WHAT YOU ARE ASKED TO DO
Give back only the lines from the one with "# Task: detect the green leaf in the image." through the last line of the data, exactly as they appear.

:::::

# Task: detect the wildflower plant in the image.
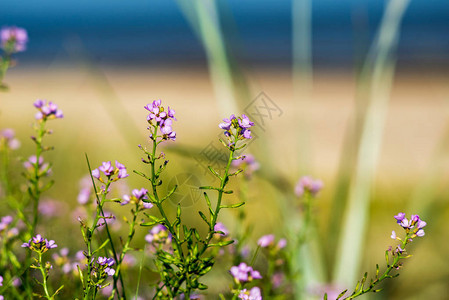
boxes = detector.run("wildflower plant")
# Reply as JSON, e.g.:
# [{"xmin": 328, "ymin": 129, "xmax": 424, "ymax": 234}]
[
  {"xmin": 134, "ymin": 104, "xmax": 255, "ymax": 298},
  {"xmin": 0, "ymin": 26, "xmax": 28, "ymax": 90},
  {"xmin": 327, "ymin": 213, "xmax": 427, "ymax": 300},
  {"xmin": 21, "ymin": 234, "xmax": 63, "ymax": 299},
  {"xmin": 0, "ymin": 24, "xmax": 432, "ymax": 300}
]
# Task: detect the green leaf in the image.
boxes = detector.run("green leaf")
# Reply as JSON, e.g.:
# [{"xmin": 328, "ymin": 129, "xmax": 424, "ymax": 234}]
[
  {"xmin": 336, "ymin": 289, "xmax": 348, "ymax": 300},
  {"xmin": 208, "ymin": 166, "xmax": 221, "ymax": 179},
  {"xmin": 208, "ymin": 240, "xmax": 234, "ymax": 247},
  {"xmin": 133, "ymin": 169, "xmax": 150, "ymax": 180},
  {"xmin": 199, "ymin": 186, "xmax": 219, "ymax": 191},
  {"xmin": 203, "ymin": 192, "xmax": 211, "ymax": 207},
  {"xmin": 77, "ymin": 265, "xmax": 85, "ymax": 289},
  {"xmin": 92, "ymin": 239, "xmax": 110, "ymax": 255},
  {"xmin": 220, "ymin": 202, "xmax": 245, "ymax": 209},
  {"xmin": 198, "ymin": 211, "xmax": 210, "ymax": 226},
  {"xmin": 162, "ymin": 185, "xmax": 178, "ymax": 202}
]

:::::

OUTPUT
# Task: detect the green leaf in the image.
boxes = detector.run("green leaf")
# Reply as JSON, e.g.:
# [{"xmin": 328, "ymin": 129, "xmax": 424, "ymax": 234}]
[
  {"xmin": 336, "ymin": 289, "xmax": 348, "ymax": 300},
  {"xmin": 208, "ymin": 166, "xmax": 221, "ymax": 179},
  {"xmin": 208, "ymin": 240, "xmax": 234, "ymax": 247},
  {"xmin": 133, "ymin": 169, "xmax": 150, "ymax": 180},
  {"xmin": 199, "ymin": 186, "xmax": 219, "ymax": 191},
  {"xmin": 203, "ymin": 192, "xmax": 211, "ymax": 207},
  {"xmin": 77, "ymin": 265, "xmax": 85, "ymax": 289},
  {"xmin": 92, "ymin": 239, "xmax": 110, "ymax": 255},
  {"xmin": 220, "ymin": 202, "xmax": 245, "ymax": 209},
  {"xmin": 198, "ymin": 211, "xmax": 210, "ymax": 226},
  {"xmin": 162, "ymin": 185, "xmax": 178, "ymax": 202}
]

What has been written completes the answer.